__Отрывок текста__
------------------------------------

Во первых строках уведомляю тебя, что из моей попытки удрать из Детгиза ничего пока не вышло. Меня ловко обезвредили предложением взять три месяца творческого отпуска, кои я и взял. Итак, с 1 ноября я в творческом отпуске. В конце ноября или в самом начале декабря я имею быть в Ленинграде и не уеду оттуда до тех пор, пока мы не напишем хотя бы одну повесть — пусть мне придется жить на ваших хлебах до марта (на этот случай мне дали понять, что если я не уложусь, отпуск можно будет продлить). Было бы, конечно, очень славно, если бы тебе тоже удалось взять отпуск, но учти, это совсем не обязательно, особливо если это связано с какими-нибудь унижениями. Итак, я в декабре буду в Л-де. Ты спросишь: почему не в ноябре? Я отвечу прямо, по-стариковски,[365] со всей ответственностью: я не хочу приезжать с пустыми руками. Я хочу привезти черновик рукописи страниц на сто — сто пятьдесят. Ты с удивлением и недоверием спросишь: черновик чего? И я тебе, смущаясь и краснея, пролепечу в ответ: «К-к-кракена…» Увы, я сознаюсь: я хочу писать «Кракена». И я его, простите, буду писать по три-пять страниц ежедневно с первого ноября. Абгемахт? Но ты не приходи в гнев, о! Брат мой. Мало того, шли мне ситуации и предложения (по возможности). Черновик будет — я знаю — похабен, но надо же с чего-то начинать! Сейчас я ломаю голову над подробностями сюжета, думаю и думаю, даже аппетит потерял. К первому ноября надеюсь все обдумать. (Конец первого периода)

------------------------------------

__Исходные данные__
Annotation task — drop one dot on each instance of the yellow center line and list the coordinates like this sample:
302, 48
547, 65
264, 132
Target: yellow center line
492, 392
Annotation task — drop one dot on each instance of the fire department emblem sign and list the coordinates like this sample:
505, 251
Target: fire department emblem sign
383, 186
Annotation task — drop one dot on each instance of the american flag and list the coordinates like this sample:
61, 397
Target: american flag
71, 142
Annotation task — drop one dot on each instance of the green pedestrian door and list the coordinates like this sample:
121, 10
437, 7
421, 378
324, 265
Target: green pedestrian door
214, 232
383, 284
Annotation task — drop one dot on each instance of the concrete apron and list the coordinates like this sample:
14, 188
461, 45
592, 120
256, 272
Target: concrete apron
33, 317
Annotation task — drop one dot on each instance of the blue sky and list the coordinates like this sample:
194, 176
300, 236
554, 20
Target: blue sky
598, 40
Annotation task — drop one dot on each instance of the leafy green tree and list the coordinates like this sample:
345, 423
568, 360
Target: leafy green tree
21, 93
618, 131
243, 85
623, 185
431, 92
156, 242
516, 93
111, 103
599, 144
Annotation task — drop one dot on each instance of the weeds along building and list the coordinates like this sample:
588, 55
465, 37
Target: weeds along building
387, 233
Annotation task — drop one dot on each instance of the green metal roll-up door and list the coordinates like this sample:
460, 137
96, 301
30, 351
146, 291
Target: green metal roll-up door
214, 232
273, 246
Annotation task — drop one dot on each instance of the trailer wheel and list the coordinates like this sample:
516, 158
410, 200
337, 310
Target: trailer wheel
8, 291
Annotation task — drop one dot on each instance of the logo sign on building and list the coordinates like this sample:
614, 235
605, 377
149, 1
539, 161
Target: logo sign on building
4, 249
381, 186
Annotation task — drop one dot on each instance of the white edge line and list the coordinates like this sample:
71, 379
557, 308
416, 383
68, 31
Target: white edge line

------------------------------------

__Что нужно сделать__
1. Назовите все месяцы, которые упоминаются в отрывке.
2. Выпишите из записей все строки, где встречается слово «list».
Отрывок и записи между собой не связаны.

__Ответы к заданиям__
1. Ноябрь, декабрь, март.

2.
Annotation task — drop one dot on each instance of the yellow center line and list the coordinates like this sample:
Annotation task — drop one dot on each instance of the fire department emblem sign and list the coordinates like this sample:
Annotation task — drop one dot on each instance of the american flag and list the coordinates like this sample:
Annotation task — drop one dot on each instance of the green pedestrian door and list the coordinates like this sample:
Annotation task — drop one dot on each instance of the concrete apron and list the coordinates like this sample:
Annotation task — drop one dot on each instance of the blue sky and list the coordinates like this sample:
Annotation task — drop one dot on each instance of the leafy green tree and list the coordinates like this sample:
Annotation task — drop one dot on each instance of the weeds along building and list the coordinates like this sample:
Annotation task — drop one dot on each instance of the green metal roll-up door and list the coordinates like this sample:
Annotation task — drop one dot on each instance of the trailer wheel and list the coordinates like this sample:
Annotation task — drop one dot on each instance of the logo sign on building and list the coordinates like this sample:
Annotation task — drop one dot on each instance of the white edge line and list the coordinates like this sample:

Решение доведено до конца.